<<<<
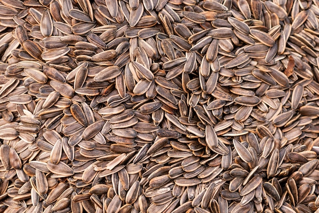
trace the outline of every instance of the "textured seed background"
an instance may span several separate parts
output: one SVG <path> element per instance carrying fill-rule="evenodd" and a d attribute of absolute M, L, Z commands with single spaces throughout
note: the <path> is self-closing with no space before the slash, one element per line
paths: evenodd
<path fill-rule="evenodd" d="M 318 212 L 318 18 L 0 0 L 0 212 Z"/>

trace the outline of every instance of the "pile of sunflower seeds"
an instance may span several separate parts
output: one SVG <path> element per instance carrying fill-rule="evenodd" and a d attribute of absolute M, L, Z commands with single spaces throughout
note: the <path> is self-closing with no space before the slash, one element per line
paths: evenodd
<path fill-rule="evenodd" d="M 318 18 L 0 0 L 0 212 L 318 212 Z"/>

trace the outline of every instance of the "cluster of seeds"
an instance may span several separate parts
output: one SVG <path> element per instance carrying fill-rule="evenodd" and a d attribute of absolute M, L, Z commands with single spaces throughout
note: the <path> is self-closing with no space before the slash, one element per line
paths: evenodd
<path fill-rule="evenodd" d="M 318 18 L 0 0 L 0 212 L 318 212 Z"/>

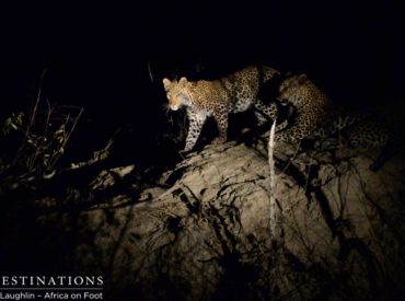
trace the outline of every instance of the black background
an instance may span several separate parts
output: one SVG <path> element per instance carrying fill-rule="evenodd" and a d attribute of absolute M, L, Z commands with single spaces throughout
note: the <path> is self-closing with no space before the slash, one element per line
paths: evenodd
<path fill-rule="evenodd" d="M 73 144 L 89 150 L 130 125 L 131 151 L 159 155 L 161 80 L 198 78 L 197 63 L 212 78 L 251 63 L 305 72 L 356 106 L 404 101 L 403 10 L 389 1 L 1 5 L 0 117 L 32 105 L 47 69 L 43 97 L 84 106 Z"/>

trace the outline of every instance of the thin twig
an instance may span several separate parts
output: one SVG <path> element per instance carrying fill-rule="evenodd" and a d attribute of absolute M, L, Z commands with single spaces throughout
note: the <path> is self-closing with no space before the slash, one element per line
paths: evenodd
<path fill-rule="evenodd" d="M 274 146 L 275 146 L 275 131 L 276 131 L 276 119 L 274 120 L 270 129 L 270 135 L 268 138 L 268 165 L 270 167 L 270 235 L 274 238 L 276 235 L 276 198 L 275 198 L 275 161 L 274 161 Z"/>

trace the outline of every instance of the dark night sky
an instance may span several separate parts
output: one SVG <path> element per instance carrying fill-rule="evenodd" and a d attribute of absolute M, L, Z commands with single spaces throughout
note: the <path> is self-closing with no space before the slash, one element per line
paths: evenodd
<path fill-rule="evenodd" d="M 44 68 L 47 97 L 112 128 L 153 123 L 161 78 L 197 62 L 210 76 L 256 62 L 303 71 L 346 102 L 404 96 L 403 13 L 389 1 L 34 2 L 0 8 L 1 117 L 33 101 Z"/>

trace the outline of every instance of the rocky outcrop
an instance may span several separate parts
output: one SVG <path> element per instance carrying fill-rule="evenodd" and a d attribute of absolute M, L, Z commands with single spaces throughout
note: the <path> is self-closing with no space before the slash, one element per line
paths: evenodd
>>>>
Write out every line above exactly as it is, leaving out the pictures.

_Problem solution_
trace the outline of every instance of the "textured seed background"
an instance may span several separate parts
output: one SVG <path> element per instance carrying fill-rule="evenodd" and a d attribute of absolute M, L, Z commands with single spaces throughout
note: the <path> is self-closing with no space before the slash, one element per line
paths: evenodd
<path fill-rule="evenodd" d="M 318 212 L 318 18 L 0 0 L 0 212 Z"/>

trace the outline of every instance of the "pile of sunflower seeds"
an instance may span several separate parts
output: one SVG <path> element per instance carrying fill-rule="evenodd" and a d attribute of absolute M, L, Z commands with single spaces throughout
note: the <path> is self-closing with no space before the slash, one element per line
paths: evenodd
<path fill-rule="evenodd" d="M 318 18 L 0 0 L 0 212 L 318 212 Z"/>

trace the outline of every instance of the "cluster of seeds"
an instance may span several separate parts
output: one SVG <path> element per instance carrying fill-rule="evenodd" and a d attribute of absolute M, L, Z commands with single spaces throughout
note: the <path> is self-closing with no space before the slash, one element per line
paths: evenodd
<path fill-rule="evenodd" d="M 318 18 L 0 0 L 0 212 L 318 212 Z"/>

trace the outline of every instance of the black background
an instance may span several separate parts
output: one SVG <path> element per instance carrying fill-rule="evenodd" and a d attribute of absolute M, L, Z commands with single spaces throughout
note: the <path> is self-closing with no space before the slash, one element per line
paths: evenodd
<path fill-rule="evenodd" d="M 73 144 L 89 150 L 130 125 L 131 151 L 159 155 L 161 80 L 198 78 L 197 63 L 212 78 L 251 63 L 305 72 L 356 106 L 404 101 L 403 10 L 389 1 L 1 5 L 0 117 L 32 105 L 47 69 L 43 97 L 84 106 Z"/>

trace the outline of every instance of the thin twig
an instance may span several separate parts
output: one SVG <path> element per instance carrying fill-rule="evenodd" and a d attribute of absolute M, L, Z commands with single spaces throughout
note: the <path> is self-closing with no space before the slash, one element per line
paths: evenodd
<path fill-rule="evenodd" d="M 274 146 L 275 146 L 275 131 L 276 131 L 276 119 L 274 120 L 270 129 L 270 135 L 268 138 L 268 165 L 270 167 L 270 235 L 274 238 L 276 235 L 276 198 L 275 198 L 275 161 L 274 161 Z"/>

trace the outline of every instance of the dark night sky
an instance may span several separate parts
output: one SVG <path> element per instance carrying fill-rule="evenodd" and a d attribute of absolute M, L, Z commands with single spaces throughout
note: the <path> is self-closing with no space before the slash, one element per line
paths: evenodd
<path fill-rule="evenodd" d="M 44 68 L 47 97 L 112 128 L 153 123 L 161 78 L 197 62 L 210 76 L 256 62 L 303 71 L 346 102 L 404 96 L 403 13 L 389 1 L 34 2 L 0 8 L 1 117 L 33 101 Z"/>

trace the outline of every instance of the rocky outcrop
an instance may span several separate parts
output: one SVG <path> element per instance carrying fill-rule="evenodd" and a d attribute of absolute M, L, Z commands with single spaces throughout
note: the <path> is self-closing with no space before the slash, one element per line
paths: evenodd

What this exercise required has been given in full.